• _Work to do_
Put the lines of the data below into a JSON list of strings, one string per line and no blank lines, starting at the first line of the data and ending at the line that contains "142), (141, 142)]".

Mask labeling data:

## START

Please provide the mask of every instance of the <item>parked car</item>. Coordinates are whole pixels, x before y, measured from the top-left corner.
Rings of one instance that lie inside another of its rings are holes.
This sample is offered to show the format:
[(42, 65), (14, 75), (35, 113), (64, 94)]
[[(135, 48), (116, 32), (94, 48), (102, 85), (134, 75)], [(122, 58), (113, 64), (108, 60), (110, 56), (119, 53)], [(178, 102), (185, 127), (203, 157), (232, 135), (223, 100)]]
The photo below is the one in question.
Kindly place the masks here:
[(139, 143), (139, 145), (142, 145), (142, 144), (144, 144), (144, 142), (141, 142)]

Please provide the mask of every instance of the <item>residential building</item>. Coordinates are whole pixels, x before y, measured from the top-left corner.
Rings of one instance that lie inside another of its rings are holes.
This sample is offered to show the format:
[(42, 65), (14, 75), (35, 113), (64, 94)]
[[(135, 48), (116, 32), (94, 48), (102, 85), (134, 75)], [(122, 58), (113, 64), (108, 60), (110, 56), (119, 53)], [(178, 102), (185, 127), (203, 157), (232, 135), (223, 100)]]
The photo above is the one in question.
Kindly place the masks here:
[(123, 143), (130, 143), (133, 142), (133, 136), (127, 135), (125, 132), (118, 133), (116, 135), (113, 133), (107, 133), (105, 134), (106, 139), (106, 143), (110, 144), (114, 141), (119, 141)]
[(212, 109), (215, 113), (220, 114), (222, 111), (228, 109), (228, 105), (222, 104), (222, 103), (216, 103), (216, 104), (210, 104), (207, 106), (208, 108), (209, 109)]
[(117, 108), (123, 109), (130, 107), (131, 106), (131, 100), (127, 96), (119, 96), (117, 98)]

## END

• _The result_
[
  "Please provide the mask of every instance of the <item>parked car</item>. Coordinates are whole pixels, x before y, measured from the top-left corner.",
  "Rings of one instance that lie inside another of its rings are holes.",
  "This sample is offered to show the format:",
  "[(42, 65), (14, 75), (35, 113), (64, 94)]",
  "[[(135, 48), (116, 32), (94, 48), (102, 85), (134, 75)], [(122, 58), (113, 64), (108, 60), (110, 56), (119, 53)], [(178, 102), (185, 127), (203, 157), (232, 135), (223, 100)]]",
  "The photo below is the one in question.",
  "Kindly place the masks here:",
  "[(139, 143), (139, 145), (142, 145), (142, 144), (144, 144), (144, 142), (141, 142)]"
]